What you need to do — Once you find the line containing "Where can the rifle with" in the data below, copy it and each following line exactly, up to and including the line containing "Where can the soldier's", and nothing else.

── Provided information ──

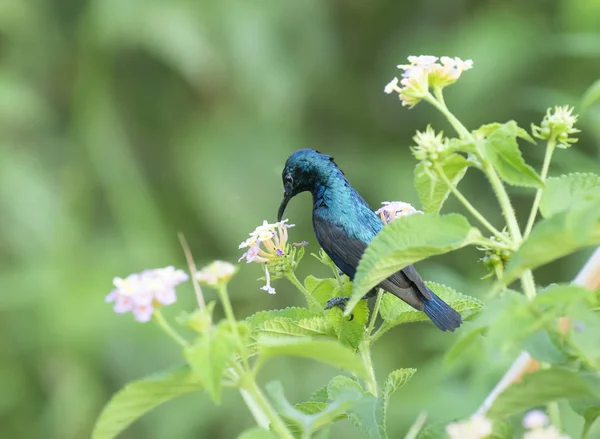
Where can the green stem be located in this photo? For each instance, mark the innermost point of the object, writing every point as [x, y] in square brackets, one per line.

───
── Provided information ──

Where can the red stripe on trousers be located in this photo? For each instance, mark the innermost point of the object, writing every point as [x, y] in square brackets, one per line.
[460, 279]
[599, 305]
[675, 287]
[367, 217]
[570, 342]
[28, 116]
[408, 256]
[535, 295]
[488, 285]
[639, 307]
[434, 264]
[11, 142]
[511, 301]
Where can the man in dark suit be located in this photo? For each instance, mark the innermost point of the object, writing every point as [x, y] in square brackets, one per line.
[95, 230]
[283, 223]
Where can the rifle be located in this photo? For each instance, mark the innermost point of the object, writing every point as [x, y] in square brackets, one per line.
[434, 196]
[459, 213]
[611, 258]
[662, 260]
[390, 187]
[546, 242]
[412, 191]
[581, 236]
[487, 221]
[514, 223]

───
── Provided information ──

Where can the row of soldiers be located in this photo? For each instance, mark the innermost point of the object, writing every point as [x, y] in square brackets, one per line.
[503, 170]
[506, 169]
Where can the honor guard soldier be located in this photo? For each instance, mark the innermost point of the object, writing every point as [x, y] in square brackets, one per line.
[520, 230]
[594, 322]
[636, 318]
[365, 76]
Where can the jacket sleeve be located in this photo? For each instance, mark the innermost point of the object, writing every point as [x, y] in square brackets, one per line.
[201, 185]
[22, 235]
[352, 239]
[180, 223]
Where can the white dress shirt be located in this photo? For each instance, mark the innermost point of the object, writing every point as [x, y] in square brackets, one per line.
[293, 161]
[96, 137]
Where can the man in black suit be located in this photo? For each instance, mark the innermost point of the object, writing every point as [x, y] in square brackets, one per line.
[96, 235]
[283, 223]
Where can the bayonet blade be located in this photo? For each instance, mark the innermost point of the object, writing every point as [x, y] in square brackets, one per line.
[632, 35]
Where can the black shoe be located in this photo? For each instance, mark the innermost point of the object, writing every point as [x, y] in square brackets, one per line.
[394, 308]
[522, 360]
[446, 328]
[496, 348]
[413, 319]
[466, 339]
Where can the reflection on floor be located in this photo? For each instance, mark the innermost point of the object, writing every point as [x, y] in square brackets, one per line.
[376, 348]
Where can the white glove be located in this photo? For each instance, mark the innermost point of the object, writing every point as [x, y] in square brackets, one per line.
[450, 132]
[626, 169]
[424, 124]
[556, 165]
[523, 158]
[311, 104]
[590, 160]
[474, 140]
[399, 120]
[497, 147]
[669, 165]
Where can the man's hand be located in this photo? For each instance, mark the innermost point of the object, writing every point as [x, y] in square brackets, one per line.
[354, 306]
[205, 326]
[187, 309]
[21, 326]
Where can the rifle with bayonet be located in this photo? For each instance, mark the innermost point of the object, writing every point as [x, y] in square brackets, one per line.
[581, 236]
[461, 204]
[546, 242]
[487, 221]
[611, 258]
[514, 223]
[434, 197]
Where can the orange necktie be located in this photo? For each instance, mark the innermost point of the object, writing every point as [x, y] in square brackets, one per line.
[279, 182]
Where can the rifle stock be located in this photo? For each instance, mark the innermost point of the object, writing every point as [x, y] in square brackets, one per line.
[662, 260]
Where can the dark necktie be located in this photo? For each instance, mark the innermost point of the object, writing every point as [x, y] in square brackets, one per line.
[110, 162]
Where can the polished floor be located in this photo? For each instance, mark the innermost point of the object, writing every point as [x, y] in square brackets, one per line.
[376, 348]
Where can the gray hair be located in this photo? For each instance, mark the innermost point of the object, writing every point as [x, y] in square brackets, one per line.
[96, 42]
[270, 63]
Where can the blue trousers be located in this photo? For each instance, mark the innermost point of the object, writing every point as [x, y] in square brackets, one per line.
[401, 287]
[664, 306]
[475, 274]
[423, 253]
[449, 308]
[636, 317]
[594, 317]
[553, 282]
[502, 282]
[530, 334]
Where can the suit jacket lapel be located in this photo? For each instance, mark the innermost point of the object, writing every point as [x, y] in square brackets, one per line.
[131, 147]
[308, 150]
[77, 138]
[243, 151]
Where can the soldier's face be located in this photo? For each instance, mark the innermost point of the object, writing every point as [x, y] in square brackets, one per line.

───

Task response —
Where can the rifle with bayonet be located in this photo? For each instance, mark the innermost point of the object, writing every point as [x, y] in square brackets, one per line.
[581, 236]
[461, 204]
[546, 242]
[487, 221]
[611, 258]
[514, 223]
[434, 197]
Where can the orange necktie be located in this photo? For each instance, mark the innermost point of the object, writing every point as [x, y] in square brackets, one per line.
[279, 182]
Where can the rifle stock be located in this photo? For each instance, mark the innermost point of the object, writing every point as [x, y] in square brackets, one per line.
[662, 260]
Where can the dark necktie be located in this photo? For each instance, mark the innermost point of the object, writing every point as [x, y] in square brackets, one per line.
[110, 162]
Where can the polished floor be located in this photo? For each instance, mark the innermost point of the object, writing every point as [x, y] in square brackets, one per line.
[376, 348]
Where can the gray hair be located in this photo? For each instance, mark the innermost point of the object, writing every point as [x, y] in square brackets, one per line.
[96, 42]
[270, 63]
Where can the blue trousers be located in this photo? For each instance, mark the innermost point of the object, writing every point as [x, y] in square brackets, one per line.
[401, 287]
[664, 306]
[475, 274]
[423, 253]
[449, 308]
[636, 317]
[594, 317]
[553, 282]
[502, 282]
[530, 334]
Where can the suit jacket lapel be located in this photo? For each instance, mark the innermost point of the object, writing every point as [x, y] in square brackets, one per line.
[131, 147]
[308, 150]
[77, 138]
[243, 151]
Where can the soldier's face be located in this photo? For each instance, mark the innermost point of the object, writing every point as [x, y] in square brackets, one per line.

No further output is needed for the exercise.